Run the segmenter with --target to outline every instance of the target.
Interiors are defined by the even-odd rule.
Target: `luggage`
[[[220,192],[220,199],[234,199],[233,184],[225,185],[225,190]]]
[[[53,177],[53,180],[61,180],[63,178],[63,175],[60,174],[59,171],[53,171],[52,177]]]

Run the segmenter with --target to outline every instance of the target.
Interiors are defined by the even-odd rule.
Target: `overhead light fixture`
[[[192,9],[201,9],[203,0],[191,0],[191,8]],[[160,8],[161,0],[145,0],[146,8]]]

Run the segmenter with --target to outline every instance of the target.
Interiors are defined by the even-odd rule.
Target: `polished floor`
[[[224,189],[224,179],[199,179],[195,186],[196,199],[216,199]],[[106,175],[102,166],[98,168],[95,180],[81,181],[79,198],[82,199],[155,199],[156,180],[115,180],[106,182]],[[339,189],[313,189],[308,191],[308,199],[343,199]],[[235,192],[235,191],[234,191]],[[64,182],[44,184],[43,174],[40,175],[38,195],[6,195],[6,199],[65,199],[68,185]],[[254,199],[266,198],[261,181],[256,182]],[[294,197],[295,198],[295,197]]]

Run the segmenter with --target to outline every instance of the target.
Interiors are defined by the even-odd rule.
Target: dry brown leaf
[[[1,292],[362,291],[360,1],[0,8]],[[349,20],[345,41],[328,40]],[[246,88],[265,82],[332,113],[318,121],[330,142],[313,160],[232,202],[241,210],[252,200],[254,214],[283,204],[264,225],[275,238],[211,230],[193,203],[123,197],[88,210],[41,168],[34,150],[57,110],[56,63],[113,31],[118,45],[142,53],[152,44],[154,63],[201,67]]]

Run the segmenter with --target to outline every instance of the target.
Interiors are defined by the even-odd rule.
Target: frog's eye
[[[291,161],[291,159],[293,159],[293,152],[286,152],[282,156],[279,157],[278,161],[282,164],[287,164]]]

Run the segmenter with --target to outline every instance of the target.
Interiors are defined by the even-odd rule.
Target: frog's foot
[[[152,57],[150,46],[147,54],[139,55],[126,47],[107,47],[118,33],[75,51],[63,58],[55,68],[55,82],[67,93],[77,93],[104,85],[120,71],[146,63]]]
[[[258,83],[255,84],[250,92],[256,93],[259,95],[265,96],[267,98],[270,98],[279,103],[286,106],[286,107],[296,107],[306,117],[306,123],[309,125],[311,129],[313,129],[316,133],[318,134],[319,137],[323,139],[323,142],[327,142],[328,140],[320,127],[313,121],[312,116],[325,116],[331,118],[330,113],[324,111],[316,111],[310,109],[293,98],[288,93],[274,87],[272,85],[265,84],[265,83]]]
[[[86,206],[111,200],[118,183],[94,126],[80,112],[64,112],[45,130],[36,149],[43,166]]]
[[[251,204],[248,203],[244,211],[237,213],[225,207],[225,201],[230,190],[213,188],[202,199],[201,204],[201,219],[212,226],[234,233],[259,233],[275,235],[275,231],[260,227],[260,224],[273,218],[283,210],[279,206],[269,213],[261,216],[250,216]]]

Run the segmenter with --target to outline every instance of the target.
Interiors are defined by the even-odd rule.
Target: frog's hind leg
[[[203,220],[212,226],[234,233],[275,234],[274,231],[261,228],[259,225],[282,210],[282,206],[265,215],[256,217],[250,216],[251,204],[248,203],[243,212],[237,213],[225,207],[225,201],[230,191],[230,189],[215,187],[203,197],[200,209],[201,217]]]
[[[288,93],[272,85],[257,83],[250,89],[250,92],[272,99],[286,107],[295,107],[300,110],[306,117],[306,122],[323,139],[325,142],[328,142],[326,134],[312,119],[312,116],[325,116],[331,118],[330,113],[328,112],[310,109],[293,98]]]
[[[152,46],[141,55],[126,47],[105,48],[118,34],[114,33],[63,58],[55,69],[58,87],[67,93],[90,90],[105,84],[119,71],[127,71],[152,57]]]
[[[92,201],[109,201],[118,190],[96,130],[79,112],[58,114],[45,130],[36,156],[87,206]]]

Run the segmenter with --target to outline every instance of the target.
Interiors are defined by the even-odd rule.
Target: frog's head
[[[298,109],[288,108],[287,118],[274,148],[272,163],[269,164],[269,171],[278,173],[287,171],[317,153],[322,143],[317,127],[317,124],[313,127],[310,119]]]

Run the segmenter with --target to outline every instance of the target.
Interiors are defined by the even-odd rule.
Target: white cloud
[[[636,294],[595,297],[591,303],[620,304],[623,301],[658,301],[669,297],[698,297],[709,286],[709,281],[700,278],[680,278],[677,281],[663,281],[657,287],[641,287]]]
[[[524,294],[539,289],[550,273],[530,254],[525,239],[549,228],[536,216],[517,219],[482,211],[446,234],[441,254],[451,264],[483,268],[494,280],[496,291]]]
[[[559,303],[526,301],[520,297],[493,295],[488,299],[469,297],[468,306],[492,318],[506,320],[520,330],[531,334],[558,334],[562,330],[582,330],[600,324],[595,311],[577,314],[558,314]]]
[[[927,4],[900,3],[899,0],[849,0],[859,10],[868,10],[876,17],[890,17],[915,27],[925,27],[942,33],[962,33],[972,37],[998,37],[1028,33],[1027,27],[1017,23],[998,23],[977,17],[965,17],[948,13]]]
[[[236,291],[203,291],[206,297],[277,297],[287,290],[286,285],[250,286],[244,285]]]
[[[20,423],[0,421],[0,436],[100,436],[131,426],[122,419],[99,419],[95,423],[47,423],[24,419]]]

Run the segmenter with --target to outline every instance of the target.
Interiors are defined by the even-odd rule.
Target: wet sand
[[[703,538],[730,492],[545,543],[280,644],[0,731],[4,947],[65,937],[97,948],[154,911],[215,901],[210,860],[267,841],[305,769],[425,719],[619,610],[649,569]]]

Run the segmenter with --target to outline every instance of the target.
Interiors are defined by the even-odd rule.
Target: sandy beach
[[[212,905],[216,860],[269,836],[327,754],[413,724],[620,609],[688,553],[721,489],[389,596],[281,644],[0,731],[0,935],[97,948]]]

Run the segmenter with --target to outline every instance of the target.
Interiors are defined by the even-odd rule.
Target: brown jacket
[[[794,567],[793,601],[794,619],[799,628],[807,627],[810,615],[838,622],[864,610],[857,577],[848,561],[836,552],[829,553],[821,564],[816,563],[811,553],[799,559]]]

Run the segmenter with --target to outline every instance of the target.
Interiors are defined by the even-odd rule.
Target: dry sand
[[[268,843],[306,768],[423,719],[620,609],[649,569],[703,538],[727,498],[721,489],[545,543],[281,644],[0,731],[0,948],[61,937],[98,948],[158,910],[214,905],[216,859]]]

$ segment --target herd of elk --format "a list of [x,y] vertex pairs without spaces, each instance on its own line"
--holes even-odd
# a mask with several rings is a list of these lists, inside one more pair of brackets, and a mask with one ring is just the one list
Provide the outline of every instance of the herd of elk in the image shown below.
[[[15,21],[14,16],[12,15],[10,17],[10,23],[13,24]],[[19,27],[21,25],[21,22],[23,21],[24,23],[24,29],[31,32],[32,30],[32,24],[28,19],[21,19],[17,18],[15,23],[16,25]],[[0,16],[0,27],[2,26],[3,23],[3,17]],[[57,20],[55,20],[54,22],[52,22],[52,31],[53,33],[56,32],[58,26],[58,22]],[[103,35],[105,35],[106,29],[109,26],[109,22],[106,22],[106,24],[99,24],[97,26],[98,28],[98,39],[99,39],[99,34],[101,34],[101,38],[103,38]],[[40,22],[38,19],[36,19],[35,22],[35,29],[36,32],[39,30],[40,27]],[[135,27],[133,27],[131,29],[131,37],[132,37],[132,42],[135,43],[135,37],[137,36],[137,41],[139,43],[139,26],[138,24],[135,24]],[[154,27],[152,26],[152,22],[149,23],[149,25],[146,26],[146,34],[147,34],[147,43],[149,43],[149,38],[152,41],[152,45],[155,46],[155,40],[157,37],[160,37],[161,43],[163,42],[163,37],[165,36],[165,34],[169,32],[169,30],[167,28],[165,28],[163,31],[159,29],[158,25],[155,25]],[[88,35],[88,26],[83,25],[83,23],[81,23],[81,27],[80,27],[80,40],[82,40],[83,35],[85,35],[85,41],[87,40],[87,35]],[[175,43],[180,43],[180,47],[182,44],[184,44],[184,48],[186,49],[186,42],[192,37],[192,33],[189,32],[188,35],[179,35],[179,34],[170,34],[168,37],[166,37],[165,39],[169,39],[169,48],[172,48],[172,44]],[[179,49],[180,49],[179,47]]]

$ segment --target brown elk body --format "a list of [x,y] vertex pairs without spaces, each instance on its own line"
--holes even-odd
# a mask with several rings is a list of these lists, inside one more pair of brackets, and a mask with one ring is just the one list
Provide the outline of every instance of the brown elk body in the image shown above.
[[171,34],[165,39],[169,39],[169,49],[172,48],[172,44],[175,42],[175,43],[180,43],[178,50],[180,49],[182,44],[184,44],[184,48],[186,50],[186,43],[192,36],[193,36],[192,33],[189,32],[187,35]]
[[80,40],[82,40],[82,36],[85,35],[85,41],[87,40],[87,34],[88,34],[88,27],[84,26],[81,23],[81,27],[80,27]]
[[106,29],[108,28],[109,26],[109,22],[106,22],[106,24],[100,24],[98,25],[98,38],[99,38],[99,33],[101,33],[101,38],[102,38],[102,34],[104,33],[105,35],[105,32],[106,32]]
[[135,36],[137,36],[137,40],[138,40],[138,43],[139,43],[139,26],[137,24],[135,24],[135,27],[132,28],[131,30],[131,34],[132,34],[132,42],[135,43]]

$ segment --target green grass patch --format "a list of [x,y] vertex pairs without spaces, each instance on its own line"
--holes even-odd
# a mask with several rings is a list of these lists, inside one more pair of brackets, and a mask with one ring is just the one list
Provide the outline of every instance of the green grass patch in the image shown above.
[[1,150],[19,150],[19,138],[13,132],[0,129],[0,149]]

▬▬▬▬▬▬

Tâche courte
Pouvez-vous recopier à l'identique tout ce qui va de la ligne contenant « segment --target herd » jusqu'à la ligne contenant « Provide the outline of every instance of the herd », ces deux lignes incluses ?

Réponse au problème
$ segment --target herd of elk --format "a list of [x,y] vertex pairs without spaces, each instance on its own line"
--holes even-odd
# a mask with several rings is a list of these lists, inside one more pair of brackets, and a mask with one ring is just the one list
Provide the outline of every instance of the herd of elk in the image shown below.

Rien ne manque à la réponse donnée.